### TASK PROMPT
Put the stretch of the listing below that runs from its start through the line containing "[0,0,1024,329]", both ends included, into a numbered list with blank lines dropped and the pictures omitted.

### LISTED RECORDS

= = = =

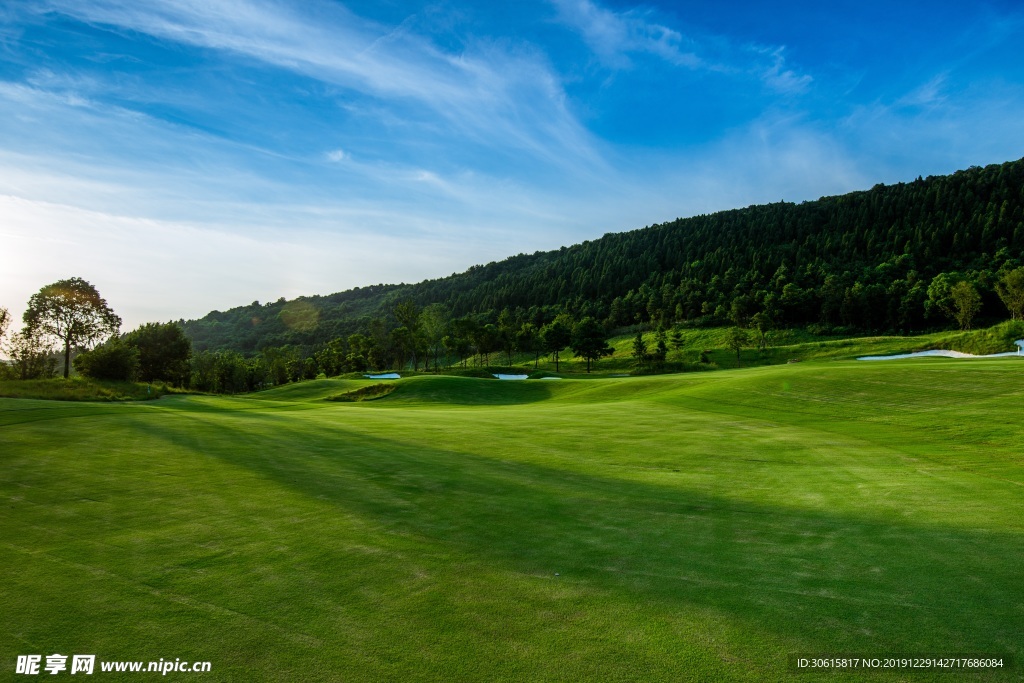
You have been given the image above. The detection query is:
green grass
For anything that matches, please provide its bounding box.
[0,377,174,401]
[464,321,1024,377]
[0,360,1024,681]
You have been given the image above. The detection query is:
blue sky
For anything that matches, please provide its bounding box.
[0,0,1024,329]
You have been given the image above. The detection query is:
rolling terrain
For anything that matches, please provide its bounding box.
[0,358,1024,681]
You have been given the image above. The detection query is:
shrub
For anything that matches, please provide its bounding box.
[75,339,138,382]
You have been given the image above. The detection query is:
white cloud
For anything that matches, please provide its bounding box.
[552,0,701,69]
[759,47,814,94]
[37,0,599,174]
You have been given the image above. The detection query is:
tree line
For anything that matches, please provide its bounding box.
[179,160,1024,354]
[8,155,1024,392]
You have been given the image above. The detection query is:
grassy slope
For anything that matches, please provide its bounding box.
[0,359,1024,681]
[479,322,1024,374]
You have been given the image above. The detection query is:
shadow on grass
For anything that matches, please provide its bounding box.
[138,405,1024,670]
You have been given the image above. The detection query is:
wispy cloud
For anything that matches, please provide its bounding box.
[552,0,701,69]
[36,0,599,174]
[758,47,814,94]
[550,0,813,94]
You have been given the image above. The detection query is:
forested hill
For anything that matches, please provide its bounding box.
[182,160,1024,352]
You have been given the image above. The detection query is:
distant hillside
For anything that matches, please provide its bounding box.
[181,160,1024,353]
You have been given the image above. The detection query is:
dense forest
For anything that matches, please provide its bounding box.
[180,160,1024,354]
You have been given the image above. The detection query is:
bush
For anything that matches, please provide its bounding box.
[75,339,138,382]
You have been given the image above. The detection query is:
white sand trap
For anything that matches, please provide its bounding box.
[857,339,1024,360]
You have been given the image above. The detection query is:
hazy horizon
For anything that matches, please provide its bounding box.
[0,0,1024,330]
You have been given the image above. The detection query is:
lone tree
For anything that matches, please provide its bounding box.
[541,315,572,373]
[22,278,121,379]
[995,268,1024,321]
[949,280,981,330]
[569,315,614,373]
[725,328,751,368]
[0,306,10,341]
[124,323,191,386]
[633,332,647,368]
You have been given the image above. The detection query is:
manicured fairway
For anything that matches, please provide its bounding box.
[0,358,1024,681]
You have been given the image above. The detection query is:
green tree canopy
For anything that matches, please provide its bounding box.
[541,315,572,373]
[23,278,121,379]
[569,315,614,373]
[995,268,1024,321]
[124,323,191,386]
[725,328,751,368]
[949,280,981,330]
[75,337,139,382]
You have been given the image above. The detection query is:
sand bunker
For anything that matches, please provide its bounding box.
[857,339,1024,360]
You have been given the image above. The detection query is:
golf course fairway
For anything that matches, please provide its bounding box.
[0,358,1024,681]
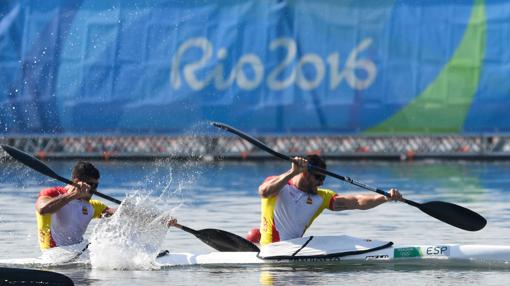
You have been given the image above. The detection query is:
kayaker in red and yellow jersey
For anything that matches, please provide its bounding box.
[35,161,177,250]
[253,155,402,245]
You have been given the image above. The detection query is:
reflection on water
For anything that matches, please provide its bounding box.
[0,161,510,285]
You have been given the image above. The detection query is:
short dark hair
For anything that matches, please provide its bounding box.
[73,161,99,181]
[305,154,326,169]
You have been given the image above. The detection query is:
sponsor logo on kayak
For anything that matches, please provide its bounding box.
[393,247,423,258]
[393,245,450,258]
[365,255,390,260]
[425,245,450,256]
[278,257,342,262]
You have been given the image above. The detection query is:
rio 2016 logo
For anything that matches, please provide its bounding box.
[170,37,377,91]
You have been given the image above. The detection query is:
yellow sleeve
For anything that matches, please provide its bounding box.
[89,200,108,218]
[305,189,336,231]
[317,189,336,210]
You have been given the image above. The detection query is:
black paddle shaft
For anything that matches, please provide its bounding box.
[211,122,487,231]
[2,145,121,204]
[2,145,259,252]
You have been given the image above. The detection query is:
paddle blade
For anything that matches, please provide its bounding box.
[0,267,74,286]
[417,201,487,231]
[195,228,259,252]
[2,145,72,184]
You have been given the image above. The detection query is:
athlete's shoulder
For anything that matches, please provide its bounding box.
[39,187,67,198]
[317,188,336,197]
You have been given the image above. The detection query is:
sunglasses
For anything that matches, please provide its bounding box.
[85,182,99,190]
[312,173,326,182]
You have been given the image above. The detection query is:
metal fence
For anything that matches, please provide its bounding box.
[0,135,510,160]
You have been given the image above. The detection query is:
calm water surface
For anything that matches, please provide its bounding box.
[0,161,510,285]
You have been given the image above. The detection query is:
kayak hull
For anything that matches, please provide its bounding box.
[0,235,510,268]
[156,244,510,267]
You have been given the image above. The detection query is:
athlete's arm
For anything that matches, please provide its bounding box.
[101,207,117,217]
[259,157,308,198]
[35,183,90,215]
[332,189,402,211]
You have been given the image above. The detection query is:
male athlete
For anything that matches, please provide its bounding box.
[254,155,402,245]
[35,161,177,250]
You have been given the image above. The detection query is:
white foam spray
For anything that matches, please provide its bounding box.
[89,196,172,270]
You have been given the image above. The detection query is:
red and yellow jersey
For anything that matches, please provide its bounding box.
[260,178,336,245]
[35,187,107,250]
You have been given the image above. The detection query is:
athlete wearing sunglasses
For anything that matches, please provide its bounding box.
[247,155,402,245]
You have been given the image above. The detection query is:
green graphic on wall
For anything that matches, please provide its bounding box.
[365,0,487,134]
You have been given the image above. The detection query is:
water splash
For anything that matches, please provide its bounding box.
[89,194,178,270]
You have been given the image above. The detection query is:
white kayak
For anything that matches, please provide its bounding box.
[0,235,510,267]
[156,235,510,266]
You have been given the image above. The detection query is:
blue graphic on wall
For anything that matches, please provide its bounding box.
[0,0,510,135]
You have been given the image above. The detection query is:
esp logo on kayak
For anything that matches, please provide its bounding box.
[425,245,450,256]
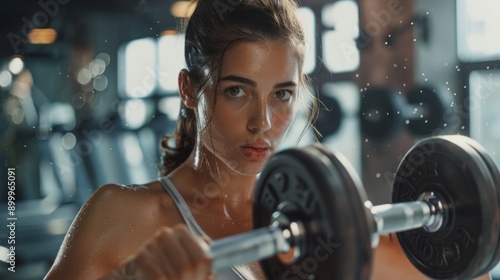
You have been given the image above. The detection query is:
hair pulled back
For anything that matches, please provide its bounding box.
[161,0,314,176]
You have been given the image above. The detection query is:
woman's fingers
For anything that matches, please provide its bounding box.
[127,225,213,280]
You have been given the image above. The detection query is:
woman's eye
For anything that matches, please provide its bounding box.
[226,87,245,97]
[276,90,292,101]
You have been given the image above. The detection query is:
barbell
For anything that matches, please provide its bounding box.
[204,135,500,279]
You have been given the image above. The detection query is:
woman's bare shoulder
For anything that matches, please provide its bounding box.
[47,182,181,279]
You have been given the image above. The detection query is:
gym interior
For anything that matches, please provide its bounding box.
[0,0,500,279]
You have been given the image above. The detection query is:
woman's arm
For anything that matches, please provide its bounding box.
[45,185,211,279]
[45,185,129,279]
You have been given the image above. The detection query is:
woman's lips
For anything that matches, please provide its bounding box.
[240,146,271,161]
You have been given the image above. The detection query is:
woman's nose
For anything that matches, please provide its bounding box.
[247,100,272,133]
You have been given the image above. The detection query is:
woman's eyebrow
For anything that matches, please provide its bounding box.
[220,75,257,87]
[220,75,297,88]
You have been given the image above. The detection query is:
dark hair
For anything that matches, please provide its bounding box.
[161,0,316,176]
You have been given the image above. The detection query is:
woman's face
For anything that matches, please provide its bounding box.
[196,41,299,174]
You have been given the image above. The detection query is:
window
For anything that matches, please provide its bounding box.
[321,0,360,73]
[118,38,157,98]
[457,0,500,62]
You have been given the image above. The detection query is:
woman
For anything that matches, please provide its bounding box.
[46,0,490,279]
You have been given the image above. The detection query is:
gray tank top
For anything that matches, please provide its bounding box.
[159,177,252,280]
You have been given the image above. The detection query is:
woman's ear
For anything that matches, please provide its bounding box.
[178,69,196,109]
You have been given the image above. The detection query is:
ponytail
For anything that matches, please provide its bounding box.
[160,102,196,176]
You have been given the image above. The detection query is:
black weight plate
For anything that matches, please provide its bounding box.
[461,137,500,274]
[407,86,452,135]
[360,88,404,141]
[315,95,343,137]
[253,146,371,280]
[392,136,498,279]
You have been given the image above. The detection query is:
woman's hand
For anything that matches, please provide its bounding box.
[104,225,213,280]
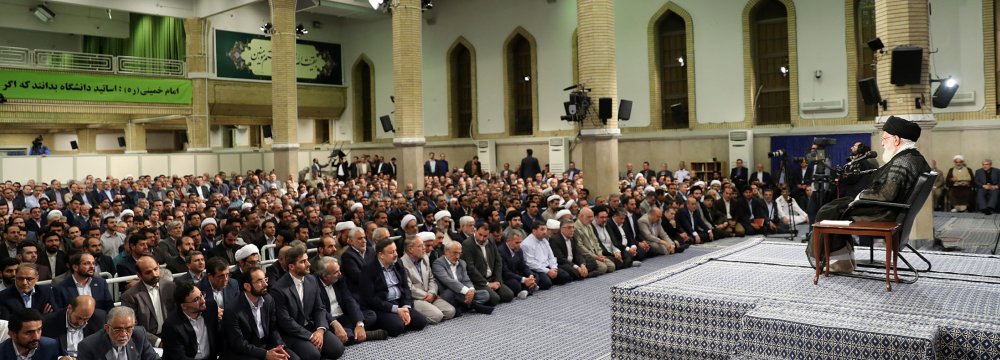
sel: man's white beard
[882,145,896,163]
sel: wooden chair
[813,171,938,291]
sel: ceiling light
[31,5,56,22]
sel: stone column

= = = =

### SOLUTION FOR THIS TASK
1. You have been given the image above. The detection query is:
2. green grass
3. For anything that matches, please provide its bounding box.
4. [0,377,174,401]
5. [464,321,1024,377]
6. [0,360,1024,681]
7. You have been given the image above. The detection query is:
8. blue sky
9. For anything that matches, please provide its bounding box.
10. [0,0,1024,329]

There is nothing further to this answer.